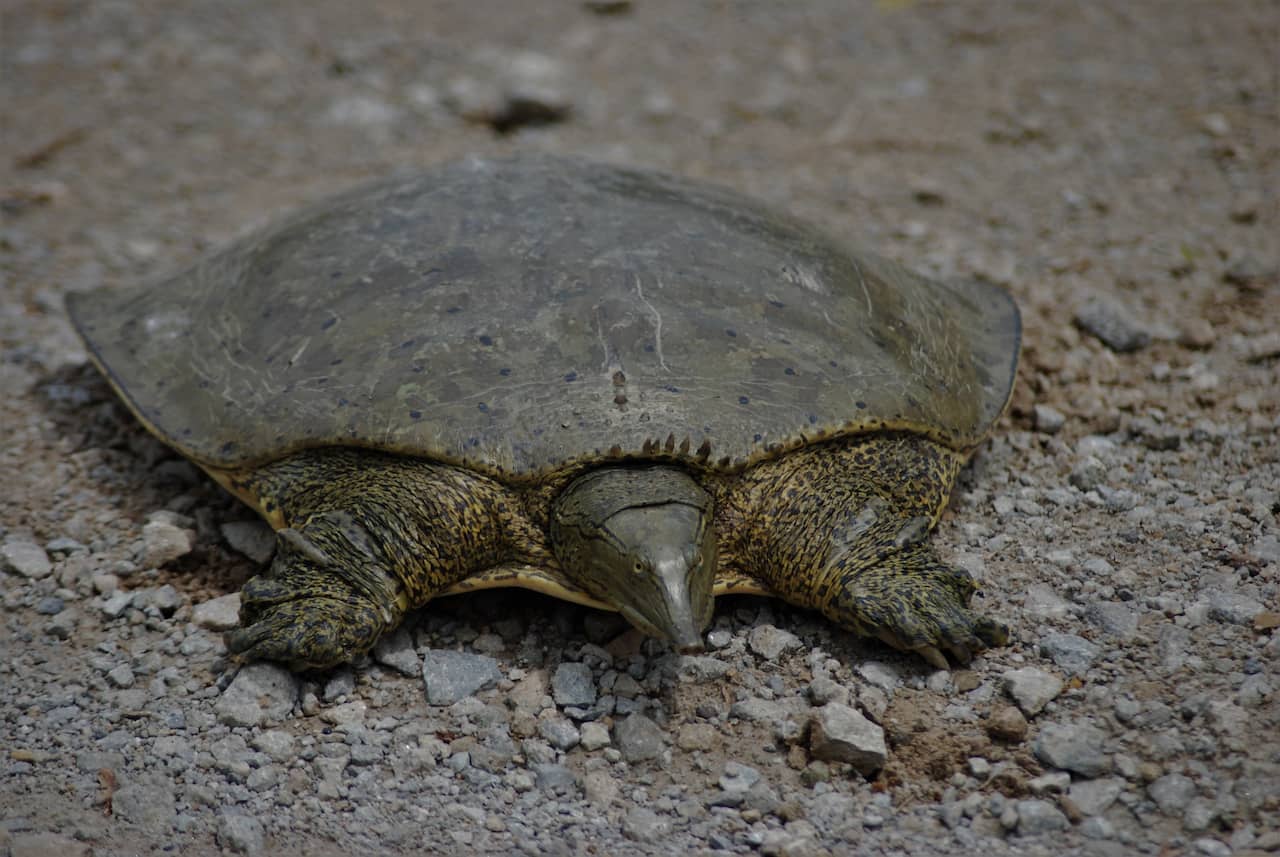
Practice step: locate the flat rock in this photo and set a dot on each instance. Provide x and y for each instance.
(841, 733)
(261, 692)
(572, 684)
(769, 641)
(26, 558)
(1073, 747)
(452, 676)
(1032, 688)
(252, 539)
(638, 738)
(396, 650)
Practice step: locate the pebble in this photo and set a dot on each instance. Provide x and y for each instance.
(164, 540)
(1070, 652)
(1171, 793)
(1032, 688)
(261, 692)
(572, 684)
(396, 650)
(452, 676)
(241, 833)
(26, 558)
(252, 539)
(218, 614)
(1036, 817)
(769, 642)
(638, 738)
(1006, 723)
(841, 733)
(645, 825)
(1111, 324)
(1073, 747)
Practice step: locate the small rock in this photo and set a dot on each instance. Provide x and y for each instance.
(241, 833)
(218, 614)
(594, 736)
(252, 539)
(1095, 797)
(452, 676)
(260, 692)
(638, 738)
(645, 825)
(768, 641)
(26, 558)
(164, 541)
(1073, 747)
(1111, 324)
(396, 650)
(1047, 420)
(841, 733)
(1171, 793)
(572, 684)
(1032, 688)
(1070, 652)
(1040, 816)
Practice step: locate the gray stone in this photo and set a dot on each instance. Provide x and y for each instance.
(147, 805)
(1116, 619)
(594, 736)
(638, 738)
(1032, 688)
(241, 834)
(1112, 324)
(252, 539)
(1047, 420)
(1171, 793)
(120, 676)
(396, 650)
(1073, 747)
(1233, 609)
(26, 558)
(1069, 652)
(46, 844)
(572, 684)
(218, 614)
(1036, 817)
(163, 541)
(840, 733)
(1095, 797)
(769, 642)
(452, 676)
(558, 732)
(645, 825)
(261, 692)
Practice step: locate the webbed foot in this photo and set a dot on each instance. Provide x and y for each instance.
(915, 603)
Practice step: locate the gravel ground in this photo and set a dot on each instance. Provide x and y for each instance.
(1114, 165)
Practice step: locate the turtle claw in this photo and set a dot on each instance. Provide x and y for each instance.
(307, 632)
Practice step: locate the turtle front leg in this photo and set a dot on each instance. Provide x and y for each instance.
(312, 610)
(842, 528)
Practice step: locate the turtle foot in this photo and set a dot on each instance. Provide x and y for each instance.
(304, 631)
(915, 603)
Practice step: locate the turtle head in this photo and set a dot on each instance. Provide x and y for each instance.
(640, 539)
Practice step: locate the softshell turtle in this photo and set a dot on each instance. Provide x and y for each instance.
(617, 386)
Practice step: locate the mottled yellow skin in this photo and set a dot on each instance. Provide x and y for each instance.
(365, 536)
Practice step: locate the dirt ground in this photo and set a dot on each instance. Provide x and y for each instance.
(1114, 165)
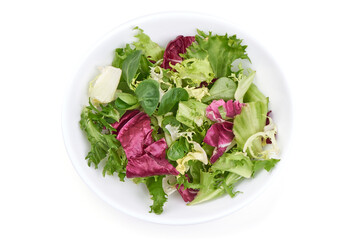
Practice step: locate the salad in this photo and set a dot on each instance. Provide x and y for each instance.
(186, 119)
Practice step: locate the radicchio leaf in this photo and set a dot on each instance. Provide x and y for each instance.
(174, 48)
(145, 157)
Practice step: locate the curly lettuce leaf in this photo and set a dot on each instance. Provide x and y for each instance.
(102, 145)
(221, 51)
(154, 185)
(224, 88)
(151, 49)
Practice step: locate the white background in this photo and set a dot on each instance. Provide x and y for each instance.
(316, 194)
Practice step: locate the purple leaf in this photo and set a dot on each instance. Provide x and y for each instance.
(174, 48)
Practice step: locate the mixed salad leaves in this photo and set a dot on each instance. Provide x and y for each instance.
(180, 119)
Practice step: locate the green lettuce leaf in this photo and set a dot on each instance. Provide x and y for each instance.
(102, 145)
(244, 83)
(148, 95)
(154, 185)
(236, 162)
(150, 48)
(191, 113)
(116, 162)
(224, 88)
(171, 99)
(178, 149)
(251, 120)
(193, 71)
(120, 55)
(126, 101)
(221, 51)
(253, 94)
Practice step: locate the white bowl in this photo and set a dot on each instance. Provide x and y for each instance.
(134, 199)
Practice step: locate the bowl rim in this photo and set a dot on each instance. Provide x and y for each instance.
(150, 218)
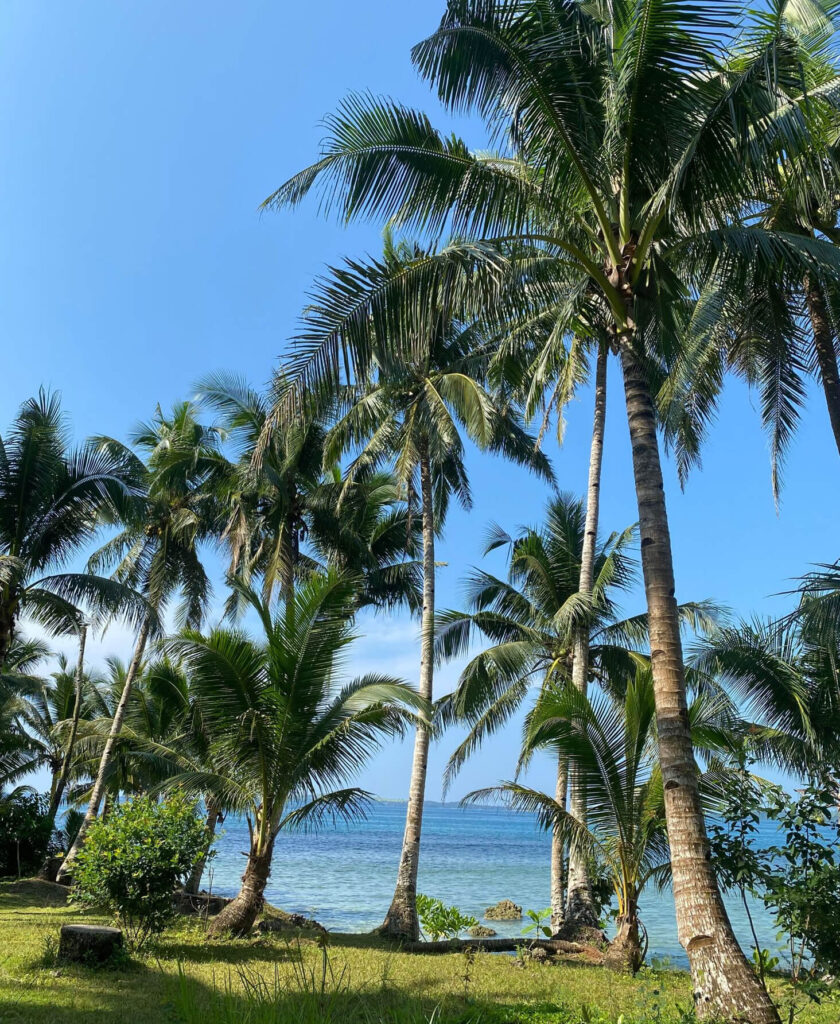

------------------------------------------------------------------------

Your assignment:
Omitting all pictures, copy the preceding entries without any alteration.

Written response:
Practice step: locate the flat rock in this photo and set a dot on each instance. Provide x and y for each instance.
(841, 733)
(261, 692)
(572, 684)
(769, 641)
(26, 558)
(1073, 747)
(452, 676)
(1032, 688)
(252, 539)
(638, 738)
(396, 650)
Practice step: locate the pebble in this photo and set a dot on each instance. Provide x and y for each instance.
(164, 540)
(1070, 652)
(1171, 793)
(1032, 688)
(261, 692)
(572, 684)
(396, 650)
(452, 676)
(241, 833)
(26, 558)
(252, 539)
(218, 614)
(1036, 817)
(769, 642)
(638, 738)
(1006, 723)
(841, 733)
(645, 825)
(1111, 324)
(1073, 747)
Practice step: locate the small rock in this photo and set a dot on each instance. Provide x and y for each instance.
(241, 833)
(218, 614)
(594, 736)
(252, 539)
(1095, 797)
(452, 676)
(260, 692)
(638, 738)
(645, 825)
(768, 641)
(26, 558)
(164, 541)
(1073, 747)
(1111, 324)
(396, 650)
(1047, 420)
(841, 733)
(1171, 793)
(572, 684)
(1032, 688)
(1070, 652)
(1040, 816)
Practice step: locate the gray stone in this photo and set a dot on each instance. Provide x and y for each instance.
(147, 805)
(1116, 619)
(594, 736)
(638, 738)
(1032, 688)
(241, 834)
(1112, 324)
(252, 539)
(1047, 420)
(1171, 793)
(120, 676)
(396, 650)
(1073, 747)
(1233, 609)
(26, 558)
(1069, 652)
(46, 844)
(572, 684)
(218, 614)
(1036, 817)
(163, 541)
(840, 733)
(1095, 797)
(769, 642)
(452, 676)
(558, 732)
(645, 825)
(261, 692)
Practice step: locate the webbed foot in this photo and set a dot on each instance. Provide x and y for each instance.
(915, 603)
Practice step: locate the gravel ground in this photo and set a dot on each instance. Provide x and y for each instance.
(1114, 165)
Practice step: locate the turtle claw in this photo and set a dot on each instance. Provide x and y for each instance.
(307, 632)
Practice step: locate the turtle front leg in this photo and set a dot on each instance. Provide x and y for each instance.
(312, 610)
(842, 528)
Practice step: locate the turtle foot in this photo and set a dot on each instance. Provide x and y for each instance.
(304, 631)
(915, 603)
Practice step: locate the turtle head in this photo and set a dot on each instance. Provide x and y for each instance.
(640, 539)
Practice step: locate the softshell turtle in this photo and set a dot on each instance. Provide x and y for each instance.
(617, 386)
Practice step: locate the mottled yellow skin in this photo and set a dot on each instance. Provide x and y for each instance.
(365, 536)
Practice step: locate the dirt ground in this photo and set a dot on each instance. Provide x and y for each instance.
(1114, 165)
Practice step: locate the salad in this photo and set a dot on each instance. Provide x and y for each instance.
(186, 119)
Practice step: locate the radicchio leaf in this photo and set a dot on each instance. Provide x and y for each instance.
(174, 48)
(145, 157)
Practice step: locate the curly lettuce leaf in this photo and set a dot on each instance. Provide x and y for each instance.
(102, 145)
(221, 51)
(154, 185)
(224, 88)
(151, 49)
Practice step: locate the white background in this photo and set a dot on each instance. Provide x and y for each instance.
(316, 194)
Practice step: locate the purple leaf in this photo and set a dot on each instance. Provide x and y for each instance.
(174, 48)
Practice step: locate the mixed salad leaves in this photo and set a dot on each instance. Provide x and y for each instance.
(180, 119)
Practice step: locate the green lettuce leaf in this photo and set a dot on each instance. Provide x and y for each instance.
(102, 145)
(244, 83)
(148, 95)
(154, 185)
(236, 162)
(150, 48)
(191, 113)
(116, 162)
(224, 88)
(171, 99)
(178, 149)
(251, 120)
(193, 71)
(120, 55)
(126, 101)
(221, 51)
(253, 94)
Practice step: locate the white bowl in this photo and set a dot on each instance. Provide x and y for each instance.
(134, 199)
Practice step: locate the bowl rim in this photo and set a dot on each instance. Provide x and y for each instance.
(150, 218)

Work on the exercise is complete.